**What you need to do**
(1) Quote the part of the book review that opens with the words containing "It is a little" and closes with "of the collection.".
(2) Put the records into a numbered list, from the line containing "Would you kindly locate the gray" through the end of the records, leaving out blank lines.

**Text segment**
# # # # # # #

Maverick Life

Maverick Life

Review: Slaying holy cows – the bleak and mediocre world according to Gareth van Onselen

Review: Slaying holy cows – the bleak and mediocre world according to Gareth van Onselen

Former DA-staffer-turned-journalist/columnist Gareth van Onselen has just published his second collection of polemical essays and “critical interrogations” on a variety of topical South African issues, from ritual initiation to the notion of respect, bad service and the apparent triumph of mediocrity in South African life. But the chapters that are bound to attract the most attention are those in which the author provides a ruthless and scathing “analysis” of the mind and character of former DA leader Helen Zille, based entirely on her twitter time line. Some shit is going to fly. By MARIANNE THAMM.

Let’s cut to the chase.

It takes an extraordinary type of dogged determination to single-mindedly trawl through around 40,000 tweets – essentially 140-character public mental burps – dashed off and posted over a period of four years, capturing and examining each statement as if it were a code or roadmap into the deepest nature and mind of the individual who has been doing the tweeting.

It is a little creepy and obsessive, n’est-ce pas? Or is it just me?

This is in fact an exercise Gareth Van Onselen undertook, clearly with the stamina of a long distance runner on steroids. In his recently-published collection of writings “Holy Cows. The Ambiguities of Being South African”, Van Onselen has milked former DA leader Helen Zille’s timeline and fashioned this into two separate chapters (all of 8000 words) titled “Helen Zille’s Living Biography” and “Zille vs. Twitter” and which stand as the centrepieces of the collection.

# # # # # # #

**Supplied records**
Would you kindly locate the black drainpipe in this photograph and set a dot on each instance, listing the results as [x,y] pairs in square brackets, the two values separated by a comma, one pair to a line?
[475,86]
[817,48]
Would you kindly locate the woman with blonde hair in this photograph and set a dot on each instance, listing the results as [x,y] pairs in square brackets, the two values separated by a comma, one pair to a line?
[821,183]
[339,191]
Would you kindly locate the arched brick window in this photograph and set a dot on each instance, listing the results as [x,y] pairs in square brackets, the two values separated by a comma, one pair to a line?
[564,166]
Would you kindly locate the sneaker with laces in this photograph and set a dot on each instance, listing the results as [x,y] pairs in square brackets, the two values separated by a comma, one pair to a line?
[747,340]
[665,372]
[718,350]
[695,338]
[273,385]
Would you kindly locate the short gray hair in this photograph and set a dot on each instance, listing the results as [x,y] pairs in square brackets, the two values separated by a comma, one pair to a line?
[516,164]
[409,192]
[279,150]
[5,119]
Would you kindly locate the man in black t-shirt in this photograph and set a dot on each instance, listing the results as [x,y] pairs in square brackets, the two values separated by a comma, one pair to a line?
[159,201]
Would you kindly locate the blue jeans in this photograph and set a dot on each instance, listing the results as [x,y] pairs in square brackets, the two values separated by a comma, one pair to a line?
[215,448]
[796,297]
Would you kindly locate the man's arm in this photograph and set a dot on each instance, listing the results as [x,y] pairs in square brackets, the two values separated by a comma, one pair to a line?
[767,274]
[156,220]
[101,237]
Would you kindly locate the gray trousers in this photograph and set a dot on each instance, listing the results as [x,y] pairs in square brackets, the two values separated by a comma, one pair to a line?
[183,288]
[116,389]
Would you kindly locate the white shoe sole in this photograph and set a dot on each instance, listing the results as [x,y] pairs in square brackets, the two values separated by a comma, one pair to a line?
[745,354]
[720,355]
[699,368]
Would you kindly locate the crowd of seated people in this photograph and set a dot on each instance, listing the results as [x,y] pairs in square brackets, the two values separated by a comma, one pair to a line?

# # # # # # #

**Solutions to each task**
(1)
It is a little creepy and obsessive, n’est-ce pas? Or is it just me?

This is in fact an exercise Gareth Van Onselen undertook, clearly with the stamina of a long distance runner on steroids. In his recently-published collection of writings “Holy Cows. The Ambiguities of Being South African”, Van Onselen has milked former DA leader Helen Zille’s timeline and fashioned this into two separate chapters (all of 8000 words) titled “Helen Zille’s Living Biography” and “Zille vs. Twitter” and which stand as the centrepieces of the collection.

(2)
1. Would you kindly locate the gray trousers in this photograph and set a dot on each instance, listing the results as [x,y] pairs in square brackets, the two values separated by a comma, one pair to a line?
2. [183,288]
3. [116,389]
4. Would you kindly locate the white shoe sole in this photograph and set a dot on each instance, listing the results as [x,y] pairs in square brackets, the two values separated by a comma, one pair to a line?
5. [745,354]
6. [720,355]
7. [699,368]
8. Would you kindly locate the crowd of seated people in this photograph and set a dot on each instance, listing the results as [x,y] pairs in square brackets, the two values separated by a comma, one pair to a line?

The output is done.